* **Your goal**:
Restate the listing below word for word; no pictures belong in the copy.

------ Exercise data ------

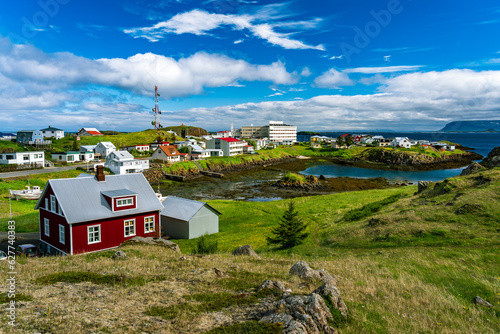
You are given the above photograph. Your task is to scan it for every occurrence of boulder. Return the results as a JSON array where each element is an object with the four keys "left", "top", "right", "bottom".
[
  {"left": 460, "top": 161, "right": 487, "bottom": 176},
  {"left": 232, "top": 245, "right": 260, "bottom": 258},
  {"left": 417, "top": 181, "right": 429, "bottom": 193},
  {"left": 312, "top": 282, "right": 348, "bottom": 318},
  {"left": 481, "top": 146, "right": 500, "bottom": 169},
  {"left": 112, "top": 250, "right": 128, "bottom": 260},
  {"left": 260, "top": 293, "right": 337, "bottom": 334},
  {"left": 289, "top": 261, "right": 321, "bottom": 280},
  {"left": 257, "top": 280, "right": 287, "bottom": 293},
  {"left": 473, "top": 296, "right": 492, "bottom": 307}
]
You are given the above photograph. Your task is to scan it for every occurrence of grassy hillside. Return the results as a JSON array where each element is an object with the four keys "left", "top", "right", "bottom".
[{"left": 1, "top": 169, "right": 498, "bottom": 333}]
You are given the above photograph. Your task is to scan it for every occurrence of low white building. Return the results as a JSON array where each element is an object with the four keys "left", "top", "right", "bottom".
[
  {"left": 52, "top": 151, "right": 81, "bottom": 163},
  {"left": 121, "top": 144, "right": 151, "bottom": 152},
  {"left": 204, "top": 149, "right": 224, "bottom": 157},
  {"left": 0, "top": 151, "right": 45, "bottom": 166},
  {"left": 151, "top": 145, "right": 182, "bottom": 163},
  {"left": 80, "top": 145, "right": 97, "bottom": 153},
  {"left": 40, "top": 126, "right": 64, "bottom": 139},
  {"left": 206, "top": 137, "right": 244, "bottom": 156},
  {"left": 95, "top": 142, "right": 116, "bottom": 158},
  {"left": 105, "top": 151, "right": 149, "bottom": 174}
]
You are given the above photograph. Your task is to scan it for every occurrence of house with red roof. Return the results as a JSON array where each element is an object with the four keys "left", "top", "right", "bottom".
[
  {"left": 77, "top": 128, "right": 103, "bottom": 136},
  {"left": 206, "top": 137, "right": 244, "bottom": 156},
  {"left": 151, "top": 145, "right": 182, "bottom": 162},
  {"left": 35, "top": 166, "right": 164, "bottom": 255}
]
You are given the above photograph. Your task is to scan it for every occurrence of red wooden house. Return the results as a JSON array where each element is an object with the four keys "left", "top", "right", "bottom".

------

* **Completed exercise**:
You are given the above photograph. Your task is to scan it for every occurrence of boulder. Return the results as a JSON array where each element is an object with the four keys "left", "top", "right", "bottom".
[
  {"left": 460, "top": 161, "right": 487, "bottom": 176},
  {"left": 232, "top": 245, "right": 260, "bottom": 258},
  {"left": 417, "top": 181, "right": 429, "bottom": 193},
  {"left": 312, "top": 282, "right": 348, "bottom": 318},
  {"left": 481, "top": 146, "right": 500, "bottom": 169},
  {"left": 112, "top": 250, "right": 128, "bottom": 260},
  {"left": 260, "top": 293, "right": 337, "bottom": 334},
  {"left": 289, "top": 261, "right": 321, "bottom": 280},
  {"left": 257, "top": 280, "right": 287, "bottom": 293},
  {"left": 473, "top": 296, "right": 492, "bottom": 307}
]
You are given the above photograph. Your task is to scan it for every occurrence of grassy hillside. Return the results as a JSON array where each element is an object with the four keys "left", "top", "right", "bottom".
[{"left": 1, "top": 169, "right": 498, "bottom": 333}]
You are given the above photograph. Your task is to scan it for every occurrence of low white building. Return the results as a JSON array where each element is an object with the four keys "left", "top", "right", "bottom".
[
  {"left": 52, "top": 151, "right": 81, "bottom": 163},
  {"left": 121, "top": 144, "right": 151, "bottom": 152},
  {"left": 204, "top": 149, "right": 224, "bottom": 157},
  {"left": 0, "top": 151, "right": 45, "bottom": 166},
  {"left": 151, "top": 145, "right": 182, "bottom": 163},
  {"left": 80, "top": 145, "right": 97, "bottom": 153},
  {"left": 40, "top": 126, "right": 64, "bottom": 139},
  {"left": 206, "top": 137, "right": 244, "bottom": 156},
  {"left": 95, "top": 142, "right": 116, "bottom": 158},
  {"left": 105, "top": 151, "right": 149, "bottom": 174}
]
You are given the above photograph. Your task is to scan it for every occurrence of house with red roof. Return the results as a JSON array where each element is an object with the four keys "left", "top", "right", "bottom".
[
  {"left": 77, "top": 128, "right": 103, "bottom": 136},
  {"left": 206, "top": 137, "right": 244, "bottom": 156},
  {"left": 151, "top": 145, "right": 182, "bottom": 162},
  {"left": 35, "top": 166, "right": 164, "bottom": 255}
]
You are given the above photograph. Your task is to scan it for every occurrence of red wooden house. Return the results as a JSON array where each element is an object with the four keys "left", "top", "right", "bottom".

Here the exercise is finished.